Description of the task
Find every line below with the string "bird" and pick it out.
:::
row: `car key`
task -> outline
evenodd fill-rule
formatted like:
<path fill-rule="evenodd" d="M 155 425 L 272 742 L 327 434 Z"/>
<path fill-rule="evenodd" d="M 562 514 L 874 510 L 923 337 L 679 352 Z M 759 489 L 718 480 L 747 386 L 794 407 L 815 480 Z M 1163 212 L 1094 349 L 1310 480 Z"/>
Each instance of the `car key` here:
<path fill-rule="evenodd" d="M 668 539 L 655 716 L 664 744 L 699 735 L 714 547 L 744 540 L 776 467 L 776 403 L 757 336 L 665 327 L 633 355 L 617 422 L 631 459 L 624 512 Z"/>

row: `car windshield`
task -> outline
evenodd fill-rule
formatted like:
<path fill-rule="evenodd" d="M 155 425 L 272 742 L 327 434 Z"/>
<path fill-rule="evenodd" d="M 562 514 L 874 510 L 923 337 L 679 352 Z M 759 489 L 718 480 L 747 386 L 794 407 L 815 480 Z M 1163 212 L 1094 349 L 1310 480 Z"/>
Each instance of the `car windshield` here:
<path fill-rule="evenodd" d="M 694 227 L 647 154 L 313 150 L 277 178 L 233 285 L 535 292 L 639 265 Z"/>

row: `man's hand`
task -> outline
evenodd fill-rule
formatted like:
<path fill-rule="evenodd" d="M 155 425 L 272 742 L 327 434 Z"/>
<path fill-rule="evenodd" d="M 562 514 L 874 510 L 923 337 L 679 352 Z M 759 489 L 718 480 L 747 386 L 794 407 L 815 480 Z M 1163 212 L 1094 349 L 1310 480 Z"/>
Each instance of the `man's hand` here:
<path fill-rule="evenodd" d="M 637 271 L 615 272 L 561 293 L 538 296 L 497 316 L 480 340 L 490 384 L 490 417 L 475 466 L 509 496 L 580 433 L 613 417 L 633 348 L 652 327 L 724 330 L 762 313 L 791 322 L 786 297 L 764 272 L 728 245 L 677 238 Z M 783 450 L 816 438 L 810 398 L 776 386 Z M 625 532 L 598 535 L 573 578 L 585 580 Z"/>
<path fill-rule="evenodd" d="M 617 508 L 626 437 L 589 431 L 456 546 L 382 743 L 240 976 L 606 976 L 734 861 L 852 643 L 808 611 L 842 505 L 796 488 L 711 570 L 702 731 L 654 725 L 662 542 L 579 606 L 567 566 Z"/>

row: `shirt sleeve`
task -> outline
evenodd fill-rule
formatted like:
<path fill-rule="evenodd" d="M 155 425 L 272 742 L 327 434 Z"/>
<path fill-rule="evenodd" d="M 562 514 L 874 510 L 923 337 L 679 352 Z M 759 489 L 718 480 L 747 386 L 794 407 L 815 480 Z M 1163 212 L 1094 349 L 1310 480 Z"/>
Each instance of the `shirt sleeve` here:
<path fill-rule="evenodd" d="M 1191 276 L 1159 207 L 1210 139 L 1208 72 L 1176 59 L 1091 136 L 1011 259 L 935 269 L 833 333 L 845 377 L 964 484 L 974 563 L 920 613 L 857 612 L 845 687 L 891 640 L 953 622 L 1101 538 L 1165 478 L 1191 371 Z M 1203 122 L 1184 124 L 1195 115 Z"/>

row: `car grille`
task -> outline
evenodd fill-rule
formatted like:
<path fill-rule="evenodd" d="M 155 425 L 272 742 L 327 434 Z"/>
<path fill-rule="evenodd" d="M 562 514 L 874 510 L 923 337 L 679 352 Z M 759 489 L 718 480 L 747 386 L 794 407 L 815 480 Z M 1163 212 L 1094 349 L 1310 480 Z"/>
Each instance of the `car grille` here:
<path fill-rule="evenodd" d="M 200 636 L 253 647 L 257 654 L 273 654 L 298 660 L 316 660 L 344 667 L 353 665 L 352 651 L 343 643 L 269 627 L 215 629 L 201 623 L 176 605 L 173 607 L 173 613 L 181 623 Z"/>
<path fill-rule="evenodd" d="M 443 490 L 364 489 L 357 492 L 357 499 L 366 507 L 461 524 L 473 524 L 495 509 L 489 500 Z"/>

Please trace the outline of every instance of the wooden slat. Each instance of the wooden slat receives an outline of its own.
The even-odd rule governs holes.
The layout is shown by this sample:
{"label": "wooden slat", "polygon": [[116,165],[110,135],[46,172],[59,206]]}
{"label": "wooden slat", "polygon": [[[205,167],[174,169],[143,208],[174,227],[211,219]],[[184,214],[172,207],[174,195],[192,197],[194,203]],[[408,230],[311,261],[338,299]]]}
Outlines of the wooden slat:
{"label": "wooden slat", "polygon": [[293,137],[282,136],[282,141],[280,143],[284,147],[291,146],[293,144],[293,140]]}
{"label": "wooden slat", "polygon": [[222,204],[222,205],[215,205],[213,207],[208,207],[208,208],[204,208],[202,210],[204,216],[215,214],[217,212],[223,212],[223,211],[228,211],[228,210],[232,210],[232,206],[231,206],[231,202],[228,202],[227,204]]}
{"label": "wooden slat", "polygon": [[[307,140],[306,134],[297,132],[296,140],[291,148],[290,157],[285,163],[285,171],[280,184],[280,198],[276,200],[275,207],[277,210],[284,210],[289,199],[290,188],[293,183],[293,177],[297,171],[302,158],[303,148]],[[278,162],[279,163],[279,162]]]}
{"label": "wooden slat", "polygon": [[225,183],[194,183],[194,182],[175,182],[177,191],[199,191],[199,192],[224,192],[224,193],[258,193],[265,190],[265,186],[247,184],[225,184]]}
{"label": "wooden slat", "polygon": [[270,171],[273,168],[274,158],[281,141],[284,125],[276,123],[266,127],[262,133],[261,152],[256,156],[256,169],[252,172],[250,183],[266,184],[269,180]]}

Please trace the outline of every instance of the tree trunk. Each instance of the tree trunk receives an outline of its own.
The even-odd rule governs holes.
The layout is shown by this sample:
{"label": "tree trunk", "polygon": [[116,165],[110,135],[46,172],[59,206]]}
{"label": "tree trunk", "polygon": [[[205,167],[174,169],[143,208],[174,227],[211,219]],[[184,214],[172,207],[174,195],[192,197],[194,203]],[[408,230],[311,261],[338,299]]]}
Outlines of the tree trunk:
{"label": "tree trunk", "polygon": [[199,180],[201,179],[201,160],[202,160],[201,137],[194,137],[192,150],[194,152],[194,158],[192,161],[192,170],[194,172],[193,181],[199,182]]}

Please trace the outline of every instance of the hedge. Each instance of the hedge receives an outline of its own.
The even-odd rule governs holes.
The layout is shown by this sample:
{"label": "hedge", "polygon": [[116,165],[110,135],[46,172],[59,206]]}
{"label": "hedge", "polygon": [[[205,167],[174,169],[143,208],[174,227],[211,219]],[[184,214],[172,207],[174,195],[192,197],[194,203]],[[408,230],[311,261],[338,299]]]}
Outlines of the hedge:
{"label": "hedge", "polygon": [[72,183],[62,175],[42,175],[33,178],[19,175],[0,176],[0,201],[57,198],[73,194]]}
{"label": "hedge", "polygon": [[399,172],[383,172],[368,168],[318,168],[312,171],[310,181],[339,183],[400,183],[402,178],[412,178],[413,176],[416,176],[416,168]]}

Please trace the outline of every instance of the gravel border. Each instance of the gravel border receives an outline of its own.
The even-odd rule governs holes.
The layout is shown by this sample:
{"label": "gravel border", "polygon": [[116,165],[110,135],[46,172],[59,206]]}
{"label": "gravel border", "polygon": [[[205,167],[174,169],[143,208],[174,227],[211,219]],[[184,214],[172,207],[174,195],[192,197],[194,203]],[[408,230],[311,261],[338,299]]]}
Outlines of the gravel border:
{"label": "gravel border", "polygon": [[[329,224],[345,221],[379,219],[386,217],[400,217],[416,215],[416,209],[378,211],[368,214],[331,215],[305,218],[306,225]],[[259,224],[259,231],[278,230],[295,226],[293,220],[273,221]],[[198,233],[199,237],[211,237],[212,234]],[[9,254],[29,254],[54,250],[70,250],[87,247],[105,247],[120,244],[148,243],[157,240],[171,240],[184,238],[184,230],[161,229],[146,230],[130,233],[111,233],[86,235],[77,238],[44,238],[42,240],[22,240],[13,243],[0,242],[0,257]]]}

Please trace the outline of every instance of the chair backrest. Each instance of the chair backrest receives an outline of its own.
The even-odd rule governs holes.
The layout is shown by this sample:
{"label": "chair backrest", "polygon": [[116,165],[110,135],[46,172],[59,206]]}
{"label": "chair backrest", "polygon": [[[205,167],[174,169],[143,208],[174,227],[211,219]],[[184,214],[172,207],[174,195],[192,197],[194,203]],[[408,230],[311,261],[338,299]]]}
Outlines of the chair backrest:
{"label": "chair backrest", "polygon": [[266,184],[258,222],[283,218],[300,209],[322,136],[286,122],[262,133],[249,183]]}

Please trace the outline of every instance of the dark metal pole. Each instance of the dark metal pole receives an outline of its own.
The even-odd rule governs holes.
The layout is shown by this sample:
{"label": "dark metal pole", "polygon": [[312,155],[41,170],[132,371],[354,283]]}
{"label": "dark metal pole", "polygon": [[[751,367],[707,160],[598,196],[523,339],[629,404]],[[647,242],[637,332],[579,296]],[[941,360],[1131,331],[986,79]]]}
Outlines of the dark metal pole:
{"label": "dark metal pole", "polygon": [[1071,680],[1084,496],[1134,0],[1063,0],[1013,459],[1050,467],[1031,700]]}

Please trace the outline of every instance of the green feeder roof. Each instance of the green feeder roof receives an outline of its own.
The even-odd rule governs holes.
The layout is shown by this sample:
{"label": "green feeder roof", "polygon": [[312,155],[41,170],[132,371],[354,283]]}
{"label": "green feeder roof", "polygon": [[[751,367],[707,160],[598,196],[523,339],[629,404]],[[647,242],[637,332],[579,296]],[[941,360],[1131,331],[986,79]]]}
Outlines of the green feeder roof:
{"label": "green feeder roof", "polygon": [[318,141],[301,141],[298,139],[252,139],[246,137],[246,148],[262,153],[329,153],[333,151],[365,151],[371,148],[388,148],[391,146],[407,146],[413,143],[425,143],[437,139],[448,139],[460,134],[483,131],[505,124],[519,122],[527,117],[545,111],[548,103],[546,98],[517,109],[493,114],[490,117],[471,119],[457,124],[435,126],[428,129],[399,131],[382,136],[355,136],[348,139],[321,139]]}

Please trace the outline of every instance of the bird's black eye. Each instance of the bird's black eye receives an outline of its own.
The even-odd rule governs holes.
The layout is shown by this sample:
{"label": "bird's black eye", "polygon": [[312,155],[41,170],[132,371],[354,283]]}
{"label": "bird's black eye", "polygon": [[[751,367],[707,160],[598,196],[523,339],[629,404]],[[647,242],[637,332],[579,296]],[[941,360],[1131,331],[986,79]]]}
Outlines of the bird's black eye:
:::
Task solution
Please trace the outline of every instance of the bird's black eye. Each instance of the bird's black eye receives an outline of its own.
{"label": "bird's black eye", "polygon": [[312,155],[41,170],[132,371],[354,283]]}
{"label": "bird's black eye", "polygon": [[[751,367],[707,160],[598,196],[523,339],[629,404]],[[647,242],[637,332],[579,296]],[[941,360],[1131,331],[986,79]]]}
Outlines of the bird's black eye:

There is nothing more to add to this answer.